(Stored items)
-*-*-

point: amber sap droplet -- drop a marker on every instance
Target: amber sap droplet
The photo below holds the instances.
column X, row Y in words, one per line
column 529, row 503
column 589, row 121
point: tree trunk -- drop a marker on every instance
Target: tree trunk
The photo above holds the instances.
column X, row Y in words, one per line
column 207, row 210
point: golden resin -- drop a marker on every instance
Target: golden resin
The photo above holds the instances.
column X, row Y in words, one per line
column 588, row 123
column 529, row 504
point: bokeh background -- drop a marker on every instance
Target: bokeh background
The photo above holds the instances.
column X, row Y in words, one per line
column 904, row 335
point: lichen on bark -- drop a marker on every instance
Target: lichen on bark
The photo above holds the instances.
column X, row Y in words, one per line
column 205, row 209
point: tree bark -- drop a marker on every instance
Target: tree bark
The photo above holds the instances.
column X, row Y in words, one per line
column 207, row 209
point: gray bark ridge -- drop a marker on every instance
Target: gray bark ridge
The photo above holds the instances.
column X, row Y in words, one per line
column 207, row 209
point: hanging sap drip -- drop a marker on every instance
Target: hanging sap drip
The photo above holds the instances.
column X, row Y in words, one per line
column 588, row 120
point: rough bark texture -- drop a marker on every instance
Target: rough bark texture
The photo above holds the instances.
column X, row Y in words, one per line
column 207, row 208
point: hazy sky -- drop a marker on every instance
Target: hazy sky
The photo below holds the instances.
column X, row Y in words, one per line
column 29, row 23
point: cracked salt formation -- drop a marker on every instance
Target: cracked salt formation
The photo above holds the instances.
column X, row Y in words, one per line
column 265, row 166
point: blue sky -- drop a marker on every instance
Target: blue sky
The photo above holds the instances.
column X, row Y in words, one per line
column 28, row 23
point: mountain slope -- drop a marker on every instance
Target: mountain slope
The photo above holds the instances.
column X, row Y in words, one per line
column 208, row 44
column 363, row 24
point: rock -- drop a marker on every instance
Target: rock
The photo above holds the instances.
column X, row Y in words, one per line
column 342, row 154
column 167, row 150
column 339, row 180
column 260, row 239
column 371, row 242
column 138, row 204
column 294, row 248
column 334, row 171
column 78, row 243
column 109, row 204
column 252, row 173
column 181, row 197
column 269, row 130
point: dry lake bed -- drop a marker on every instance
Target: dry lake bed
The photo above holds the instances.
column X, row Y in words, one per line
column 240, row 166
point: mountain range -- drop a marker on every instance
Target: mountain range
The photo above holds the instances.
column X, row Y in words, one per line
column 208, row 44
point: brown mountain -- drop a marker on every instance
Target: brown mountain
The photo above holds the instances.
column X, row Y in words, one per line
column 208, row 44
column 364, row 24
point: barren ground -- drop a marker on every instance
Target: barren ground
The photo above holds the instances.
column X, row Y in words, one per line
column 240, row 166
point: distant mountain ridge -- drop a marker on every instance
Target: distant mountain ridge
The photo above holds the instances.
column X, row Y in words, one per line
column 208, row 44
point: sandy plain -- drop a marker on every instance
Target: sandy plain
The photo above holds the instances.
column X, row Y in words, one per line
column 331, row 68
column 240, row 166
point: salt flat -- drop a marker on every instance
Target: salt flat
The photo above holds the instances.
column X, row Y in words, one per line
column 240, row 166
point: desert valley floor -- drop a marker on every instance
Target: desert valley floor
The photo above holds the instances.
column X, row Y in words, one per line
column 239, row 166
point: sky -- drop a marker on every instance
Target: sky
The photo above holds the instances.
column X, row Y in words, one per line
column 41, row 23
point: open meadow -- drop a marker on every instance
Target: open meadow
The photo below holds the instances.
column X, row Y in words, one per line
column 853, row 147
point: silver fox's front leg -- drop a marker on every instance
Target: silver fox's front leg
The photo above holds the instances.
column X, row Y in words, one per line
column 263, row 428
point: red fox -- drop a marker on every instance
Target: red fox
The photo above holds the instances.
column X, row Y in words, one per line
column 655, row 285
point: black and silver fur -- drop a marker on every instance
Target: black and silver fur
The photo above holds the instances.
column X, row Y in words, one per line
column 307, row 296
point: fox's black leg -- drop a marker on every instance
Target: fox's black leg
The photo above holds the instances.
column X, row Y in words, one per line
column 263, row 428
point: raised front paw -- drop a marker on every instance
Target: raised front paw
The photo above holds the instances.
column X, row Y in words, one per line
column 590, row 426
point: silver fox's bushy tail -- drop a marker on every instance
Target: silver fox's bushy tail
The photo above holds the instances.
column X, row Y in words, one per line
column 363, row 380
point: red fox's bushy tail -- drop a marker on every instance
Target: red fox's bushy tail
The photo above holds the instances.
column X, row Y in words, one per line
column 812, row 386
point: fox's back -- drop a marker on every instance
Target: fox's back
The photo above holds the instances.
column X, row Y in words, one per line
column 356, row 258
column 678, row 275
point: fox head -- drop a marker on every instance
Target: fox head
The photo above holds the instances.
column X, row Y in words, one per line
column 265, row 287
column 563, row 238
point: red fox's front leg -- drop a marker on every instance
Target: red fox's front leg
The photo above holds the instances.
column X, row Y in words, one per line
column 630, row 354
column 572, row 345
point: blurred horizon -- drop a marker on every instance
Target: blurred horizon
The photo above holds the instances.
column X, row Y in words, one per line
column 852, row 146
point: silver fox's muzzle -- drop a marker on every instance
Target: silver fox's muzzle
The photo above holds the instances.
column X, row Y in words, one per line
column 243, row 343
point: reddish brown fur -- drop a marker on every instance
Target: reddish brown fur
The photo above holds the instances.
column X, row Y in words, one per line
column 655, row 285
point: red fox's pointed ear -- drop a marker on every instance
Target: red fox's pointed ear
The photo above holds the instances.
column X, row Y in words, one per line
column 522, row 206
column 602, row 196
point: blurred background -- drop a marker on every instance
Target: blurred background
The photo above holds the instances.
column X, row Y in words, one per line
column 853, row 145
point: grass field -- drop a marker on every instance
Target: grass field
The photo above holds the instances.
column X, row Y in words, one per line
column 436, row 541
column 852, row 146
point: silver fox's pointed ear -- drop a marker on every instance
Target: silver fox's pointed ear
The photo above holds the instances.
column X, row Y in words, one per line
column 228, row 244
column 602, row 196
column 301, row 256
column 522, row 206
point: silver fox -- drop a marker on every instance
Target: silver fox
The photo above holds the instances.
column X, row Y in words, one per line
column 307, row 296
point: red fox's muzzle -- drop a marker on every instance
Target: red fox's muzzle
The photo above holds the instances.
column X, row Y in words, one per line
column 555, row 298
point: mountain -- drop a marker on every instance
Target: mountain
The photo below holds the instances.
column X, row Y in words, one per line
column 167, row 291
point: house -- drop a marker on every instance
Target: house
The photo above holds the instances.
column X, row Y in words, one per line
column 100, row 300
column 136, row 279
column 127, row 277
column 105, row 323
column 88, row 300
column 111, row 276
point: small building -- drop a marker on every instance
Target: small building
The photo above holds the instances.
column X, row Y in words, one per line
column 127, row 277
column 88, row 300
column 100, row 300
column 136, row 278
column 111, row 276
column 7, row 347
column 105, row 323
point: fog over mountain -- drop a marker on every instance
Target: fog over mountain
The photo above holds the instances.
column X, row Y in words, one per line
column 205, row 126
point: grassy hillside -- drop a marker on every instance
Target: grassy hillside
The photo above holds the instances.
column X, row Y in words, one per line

-*-*-

## Requirements:
Rewrite each line of the records above as a numbered list, leaving out any blank lines.

## Exercise result:
1. point: amber sap droplet -- drop a marker on every instance
2. Target: amber sap droplet
3. The photo below holds the instances.
4. column X, row Y in words, one per line
5. column 529, row 503
6. column 589, row 121
7. point: tree trunk -- drop a marker on every instance
8. Target: tree trunk
9. The photo above holds the instances.
10. column X, row Y in words, one per line
11. column 207, row 210
12. point: golden resin -- drop a marker on every instance
13. Target: golden resin
14. The photo above holds the instances.
15. column X, row Y in words, one per line
16. column 588, row 123
17. column 529, row 504
18. point: bokeh background -- drop a marker on every instance
19. Target: bokeh background
20. The photo above holds the instances.
21. column X, row Y in words, one per line
22. column 904, row 335
23. point: lichen on bark -- drop a marker on every instance
24. Target: lichen on bark
25. The photo above holds the instances.
26. column X, row Y in words, one per line
27. column 205, row 209
28. point: tree bark -- drop a marker on every instance
29. Target: tree bark
30. The photo above holds the instances.
31. column X, row Y in words, one per line
32. column 207, row 209
33. point: gray bark ridge -- drop a marker on every instance
34. Target: gray bark ridge
35. The photo above holds the instances.
36. column X, row Y in words, one per line
37. column 207, row 209
38. point: hanging sap drip -- drop a marker on every instance
39. Target: hanging sap drip
40. The photo above holds the instances.
41. column X, row Y in words, one per line
42. column 588, row 120
43. point: rough bark texture -- drop a marker on every instance
44. Target: rough bark texture
45. The photo above holds the instances.
46. column X, row Y in words, one per line
47. column 207, row 208
48. point: hazy sky -- drop a marker on every instance
49. Target: hazy sky
50. The photo below holds the instances.
51. column X, row Y in words, one per line
52. column 29, row 23
53. point: cracked salt formation -- drop a marker on every instance
54. Target: cracked salt formation
55. The photo above holds the instances.
56. column X, row Y in words, one per line
57. column 265, row 166
58. point: blue sky -- drop a marker on every instance
59. Target: blue sky
60. The photo above holds the instances.
61. column X, row Y in words, one per line
62. column 28, row 23
63. point: mountain slope -- drop a marker on every instance
64. Target: mountain slope
65. The photo above holds the instances.
66. column X, row Y in words, one per line
67. column 208, row 44
68. column 363, row 24
69. point: rock -- drop a marker on every instance
70. Target: rock
71. The photo above holds the instances.
72. column X, row Y in words, one per line
73. column 342, row 154
74. column 167, row 150
75. column 339, row 180
76. column 260, row 239
77. column 371, row 242
78. column 138, row 204
79. column 294, row 248
80. column 334, row 171
81. column 78, row 243
82. column 109, row 204
83. column 252, row 173
84. column 181, row 197
85. column 269, row 130
86. point: dry lake bed -- drop a marker on every instance
87. Target: dry lake bed
88. The photo above holds the instances.
89. column X, row Y in words, one per line
90. column 240, row 166
91. point: mountain range -- drop a marker on every instance
92. Target: mountain range
93. The photo above holds the instances.
94. column X, row Y in words, one per line
95. column 208, row 44
96. point: brown mountain -- drop a marker on every instance
97. Target: brown mountain
98. The photo above holds the instances.
99. column X, row Y in words, one per line
100. column 208, row 44
101. column 364, row 24
102. point: barren ground -- drop a marker on every instance
103. Target: barren ground
104. The photo above holds the instances.
105. column X, row Y in words, one per line
106. column 240, row 166
107. point: distant mountain ridge -- drop a marker on every instance
108. Target: distant mountain ridge
109. The photo above holds the instances.
110. column X, row Y in words, one per line
111. column 208, row 44
112. point: sandy plain -- drop a marker on every instance
113. Target: sandy plain
114. The photo above holds the instances.
115. column X, row Y in words, one per line
116. column 331, row 68
117. column 240, row 166
118. point: salt flat -- drop a marker on every instance
119. Target: salt flat
120. The photo above holds the instances.
121. column X, row Y in words, one per line
122. column 240, row 166
123. point: desert valley floor -- drop a marker on every instance
124. Target: desert valley floor
125. The photo above holds the instances.
126. column X, row Y in words, one per line
127. column 239, row 166
128. point: sky -- drop a marker on every instance
129. Target: sky
130. The photo above holds the instances.
131. column X, row Y in words, one per line
132. column 41, row 23
133. point: open meadow -- drop a marker on every instance
134. Target: open meadow
135. The photo below holds the instances.
136. column X, row Y in words, one per line
137. column 853, row 147
138. point: silver fox's front leg -- drop a marker on every instance
139. Target: silver fox's front leg
140. The photo above holds the instances.
141. column X, row Y in words, one per line
142. column 263, row 428
143. point: red fox -- drop a marker on every instance
144. Target: red fox
145. The photo above holds the instances.
146. column X, row Y in words, one per line
147. column 655, row 285
148. point: black and silver fur -- drop a marker on every instance
149. Target: black and silver fur
150. The photo above holds the instances.
151. column X, row Y in words, one per line
152. column 307, row 296
153. point: fox's black leg -- drop a marker on every instance
154. Target: fox's black leg
155. The photo above holds the instances.
156. column X, row Y in words, one per line
157. column 263, row 428
158. point: raised front paw -- drop a marker on every instance
159. Target: raised front paw
160. The photo above holds the instances.
161. column X, row Y in words, one per line
162. column 590, row 426
163. point: silver fox's bushy tail -- drop a marker on every instance
164. Target: silver fox's bushy tail
165. The photo above holds the instances.
166. column X, row Y in words, one per line
167. column 363, row 380
168. point: red fox's bushy tail -- drop a marker on every instance
169. Target: red fox's bushy tail
170. The photo above holds the instances.
171. column X, row Y in words, one per line
172. column 812, row 386
173. point: fox's back -- drop a marker on every instance
174. Target: fox's back
175. The photo above holds the instances.
176. column X, row Y in words, one per line
177. column 356, row 258
178. column 678, row 275
179. point: fox head -- drop a marker on every instance
180. Target: fox head
181. The photo above holds the instances.
182. column X, row Y in words, one per line
183. column 265, row 287
184. column 563, row 238
185. point: red fox's front leg -- drop a marker on every instance
186. Target: red fox's front leg
187. The photo above holds the instances.
188. column X, row Y in words, one per line
189. column 630, row 354
190. column 572, row 345
191. point: blurred horizon -- drop a marker on every instance
192. Target: blurred horizon
193. The photo above holds the instances.
194. column X, row Y in words, one per line
195. column 852, row 146
196. point: silver fox's muzzle -- drop a marker on every instance
197. Target: silver fox's muzzle
198. The photo above holds the instances.
199. column X, row Y in words, one per line
200. column 243, row 343
201. point: reddish brown fur -- drop a marker on every instance
202. Target: reddish brown fur
203. The photo above holds the instances.
204. column X, row Y in words, one per line
205. column 655, row 285
206. point: red fox's pointed ear -- drop a marker on every instance
207. Target: red fox's pointed ear
208. The photo above holds the instances.
209. column X, row Y in words, one per line
210. column 522, row 206
211. column 602, row 196
212. point: blurred background -- drop a marker on every instance
213. Target: blurred background
214. The photo above holds the instances.
215. column X, row Y in words, one per line
216. column 853, row 145
217. point: grass field -- drop a marker on every instance
218. Target: grass field
219. The photo above holds the instances.
220. column X, row Y in words, one per line
221. column 436, row 541
222. column 852, row 146
223. point: silver fox's pointed ear -- drop a marker on every instance
224. Target: silver fox's pointed ear
225. The photo above holds the instances.
226. column X, row Y in words, one per line
227. column 228, row 244
228. column 602, row 196
229. column 301, row 256
230. column 522, row 206
231. point: silver fox -- drop a marker on every instance
232. Target: silver fox
233. The photo above holds the instances.
234. column X, row Y in words, one per line
235. column 307, row 296
236. point: red fox's muzzle -- drop a marker on every instance
237. Target: red fox's muzzle
238. The photo above holds the instances.
239. column X, row Y in words, one per line
240. column 555, row 298
241. point: mountain -- drop a marker on every instance
242. Target: mountain
243. The photo below holds the instances.
244. column X, row Y in words, one per line
245. column 167, row 291
246. point: house -- drop a marker on every instance
247. Target: house
248. The photo above holds the instances.
249. column X, row Y in words, one per line
250. column 100, row 300
251. column 136, row 279
252. column 127, row 277
253. column 105, row 323
254. column 88, row 300
255. column 111, row 276
256. point: small building -- drop a marker on every instance
257. Target: small building
258. The photo above holds the instances.
259. column X, row Y in words, one per line
260. column 127, row 277
261. column 88, row 300
262. column 100, row 300
263. column 136, row 278
264. column 111, row 276
265. column 7, row 347
266. column 105, row 323
267. point: fog over mountain -- drop a marker on every instance
268. Target: fog over mountain
269. The photo above holds the instances.
270. column X, row Y in words, one per line
271. column 205, row 126
272. point: grassy hillside -- drop a marker on every instance
273. Target: grassy hillside
274. The photo above holds the instances.
275. column X, row Y in words, one per line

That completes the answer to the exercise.